> _Tarea a realizar_
Reescribe el pasaje del texto dado que comienza con "Si la fecha" y continúa hasta "eran problemas térmicos.", y cambia "pila" por "batería".

***** Texto dado *****

3. Revisa bien tus modulos de memoria, a veces cuando no se desmontan los modulos, el polvo tiende a adherirse en los contactos y hacer mala transferencia y por ello el pc se reinicia. Puedes limpiarlos con un poco de alcohol, un trapo humedo, solo en los contactos del modulo, esperas a q se seque bien, te aconsejo q antes de manipular el procesador o los modulos de memoria te agarres de cualquier objeto metalico grande o uses manilla antiestatica ya q estos dispositivos son delicados ante la energia estatica, y asi descargas la estatica q puedas tener en el cuerpo.
4. Caso q no creo (pero puede ser probable), el BIOS te esta ocasionando problemas.
5. No busques daños en diodos, ni reguladores, menos resistencias, si el daño fuere por ese lado tu PC prenderia cuando "el quisiera" o no encenderia. 

Si la fecha se desactualiza cuando se te reinicia seria conveniente q revises la pila, verifica el voltaje, algunas BIOS emiten pitidos por desactualizacion de la fecha debido a q la pila se descarga.

He reparado boards Intel con este tipo de problemas, ojala esto te pueda ayudar.


----------



## lobo zea

muchas gracias por el aporte. al final si eran problemas térmicos.


----------



## socram8888

En la mia pone "Phoenix / Award"   , asi que aqui estamos. Yo uso la del Award, puesto que la mia hace el pitido del principio.


----------



## jechu094

bueno excelente el aporte, aunque no se si mi caso sea especifico, lo que pasa es que cuando intento colocar mi tarjeta de video agp tiene 6 piticos seguidos y despues 2 mas (estos 2 ultimos son identicos a los que suenan al principio cuando enciendo mi pc), no saca video por ni por la board ni por la tarjeta de video, he actualizado el bios y sigue el mismo problema, he probado con varios teclados y tampoco

mi board es una asrock ge pro m2 prescott  con un pentium 4 prescott de 2.8Ghz y 512 de ram y la tarjeta de video es una ge force FX5200 AGP 8x


----------



## elaficionado

Hola.
El AGP de tu placa es de 4X/2X, y tu le estás poniendo un AGP de 8X.

Chao.
elaficionado.

***** Contenido del conjunto *****

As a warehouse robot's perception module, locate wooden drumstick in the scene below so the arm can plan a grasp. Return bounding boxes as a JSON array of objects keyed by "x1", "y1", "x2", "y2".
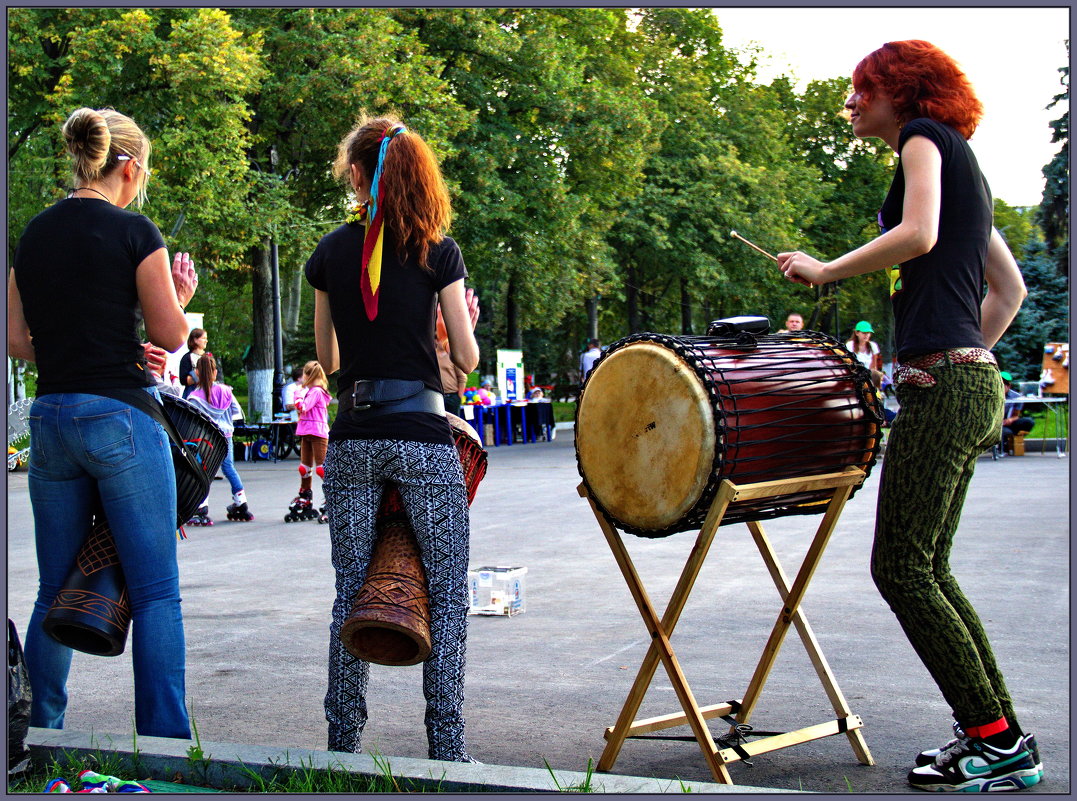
[{"x1": 729, "y1": 230, "x2": 778, "y2": 262}]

*****

> _Solución_
Si la fecha se desactualiza cuando se te reinicia seria conveniente q revises la batería, verifica el voltaje, algunas BIOS emiten pitidos por desactualizacion de la fecha debido a q la batería se descarga.

He reparado boards Intel con este tipo de problemas, ojala esto te pueda ayudar.


----------



## lobo zea

muchas gracias por el aporte. al final si eran problemas térmicos.